*** MATERIAL SHOWN

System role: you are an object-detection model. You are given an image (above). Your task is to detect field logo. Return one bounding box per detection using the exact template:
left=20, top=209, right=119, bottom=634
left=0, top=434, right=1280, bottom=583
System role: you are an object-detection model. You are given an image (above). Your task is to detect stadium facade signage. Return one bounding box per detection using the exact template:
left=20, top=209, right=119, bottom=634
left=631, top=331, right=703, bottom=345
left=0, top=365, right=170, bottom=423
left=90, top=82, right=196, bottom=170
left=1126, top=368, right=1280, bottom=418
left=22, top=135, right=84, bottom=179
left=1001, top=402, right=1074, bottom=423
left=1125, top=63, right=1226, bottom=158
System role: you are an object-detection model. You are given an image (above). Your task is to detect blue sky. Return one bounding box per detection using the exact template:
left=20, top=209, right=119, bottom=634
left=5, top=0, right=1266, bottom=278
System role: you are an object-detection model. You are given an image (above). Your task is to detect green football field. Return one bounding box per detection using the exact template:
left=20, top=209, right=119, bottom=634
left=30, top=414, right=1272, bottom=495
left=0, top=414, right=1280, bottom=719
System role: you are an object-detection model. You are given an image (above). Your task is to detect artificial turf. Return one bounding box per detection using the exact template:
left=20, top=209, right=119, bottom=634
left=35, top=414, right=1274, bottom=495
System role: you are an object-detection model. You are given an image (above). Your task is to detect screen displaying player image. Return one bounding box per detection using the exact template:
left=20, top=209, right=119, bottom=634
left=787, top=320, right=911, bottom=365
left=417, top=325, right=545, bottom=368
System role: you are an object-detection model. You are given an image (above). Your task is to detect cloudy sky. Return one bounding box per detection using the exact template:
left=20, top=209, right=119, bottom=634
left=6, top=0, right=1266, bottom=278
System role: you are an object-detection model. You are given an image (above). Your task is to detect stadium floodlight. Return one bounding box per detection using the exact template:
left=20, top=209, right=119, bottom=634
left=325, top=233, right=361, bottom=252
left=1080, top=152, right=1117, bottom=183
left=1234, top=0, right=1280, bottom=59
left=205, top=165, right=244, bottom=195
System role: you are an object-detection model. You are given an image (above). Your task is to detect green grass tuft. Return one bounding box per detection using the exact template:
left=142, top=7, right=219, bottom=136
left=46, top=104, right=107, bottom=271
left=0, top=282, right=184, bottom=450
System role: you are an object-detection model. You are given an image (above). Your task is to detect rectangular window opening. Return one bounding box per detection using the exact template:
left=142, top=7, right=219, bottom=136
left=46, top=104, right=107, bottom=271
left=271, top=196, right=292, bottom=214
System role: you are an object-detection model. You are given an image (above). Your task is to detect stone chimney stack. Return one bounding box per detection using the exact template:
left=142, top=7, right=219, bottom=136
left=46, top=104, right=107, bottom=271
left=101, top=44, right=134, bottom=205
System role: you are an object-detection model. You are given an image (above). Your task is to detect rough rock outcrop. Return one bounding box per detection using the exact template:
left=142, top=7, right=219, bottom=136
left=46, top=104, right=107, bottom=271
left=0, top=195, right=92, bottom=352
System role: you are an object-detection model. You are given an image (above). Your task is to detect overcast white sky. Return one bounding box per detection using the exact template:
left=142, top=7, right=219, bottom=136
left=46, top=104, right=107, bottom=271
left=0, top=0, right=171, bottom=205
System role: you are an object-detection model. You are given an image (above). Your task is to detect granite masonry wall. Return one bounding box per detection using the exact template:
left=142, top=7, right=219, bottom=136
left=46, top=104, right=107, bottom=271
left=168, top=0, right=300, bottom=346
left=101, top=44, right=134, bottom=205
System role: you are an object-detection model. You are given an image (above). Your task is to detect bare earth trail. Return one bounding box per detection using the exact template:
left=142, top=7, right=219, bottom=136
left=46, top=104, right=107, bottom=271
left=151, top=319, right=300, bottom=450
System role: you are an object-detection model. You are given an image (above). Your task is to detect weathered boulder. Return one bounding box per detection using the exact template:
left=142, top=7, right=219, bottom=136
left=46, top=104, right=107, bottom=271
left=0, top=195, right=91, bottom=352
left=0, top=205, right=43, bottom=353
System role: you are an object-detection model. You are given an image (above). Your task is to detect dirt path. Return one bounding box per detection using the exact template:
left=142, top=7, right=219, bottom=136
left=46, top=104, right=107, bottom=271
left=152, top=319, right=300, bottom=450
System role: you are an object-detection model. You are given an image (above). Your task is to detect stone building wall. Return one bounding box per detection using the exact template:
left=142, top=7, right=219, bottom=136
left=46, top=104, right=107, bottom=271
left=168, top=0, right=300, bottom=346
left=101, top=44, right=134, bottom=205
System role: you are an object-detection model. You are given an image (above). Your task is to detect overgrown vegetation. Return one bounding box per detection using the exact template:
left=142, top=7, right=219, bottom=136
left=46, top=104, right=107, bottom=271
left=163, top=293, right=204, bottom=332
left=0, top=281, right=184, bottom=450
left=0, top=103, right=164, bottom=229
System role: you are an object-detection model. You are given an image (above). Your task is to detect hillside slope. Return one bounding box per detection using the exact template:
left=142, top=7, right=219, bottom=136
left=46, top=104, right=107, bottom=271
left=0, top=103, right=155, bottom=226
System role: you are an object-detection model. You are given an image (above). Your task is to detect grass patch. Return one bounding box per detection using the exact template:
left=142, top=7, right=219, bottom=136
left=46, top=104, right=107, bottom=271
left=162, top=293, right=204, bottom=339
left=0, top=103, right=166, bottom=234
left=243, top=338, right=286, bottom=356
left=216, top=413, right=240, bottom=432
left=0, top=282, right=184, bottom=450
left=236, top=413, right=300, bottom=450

******

SET TASK: Copy out the lines without any change, beginning at the line that contains "detect green football" and ending after the line that contains "left=35, top=414, right=1274, bottom=495".

THE COMPLETED TASK:
System role: you are an object-detection model. You are given an image (above). Your task is to detect green football field. Return one bounding box per detection using the exact template:
left=20, top=209, right=119, bottom=634
left=30, top=414, right=1272, bottom=495
left=0, top=414, right=1280, bottom=719
System role: you are an object-detection model. You are given an image (above). Your task is to detect artificial turf. Return one bounding box per detection using the exact template:
left=20, top=209, right=119, bottom=634
left=35, top=414, right=1274, bottom=495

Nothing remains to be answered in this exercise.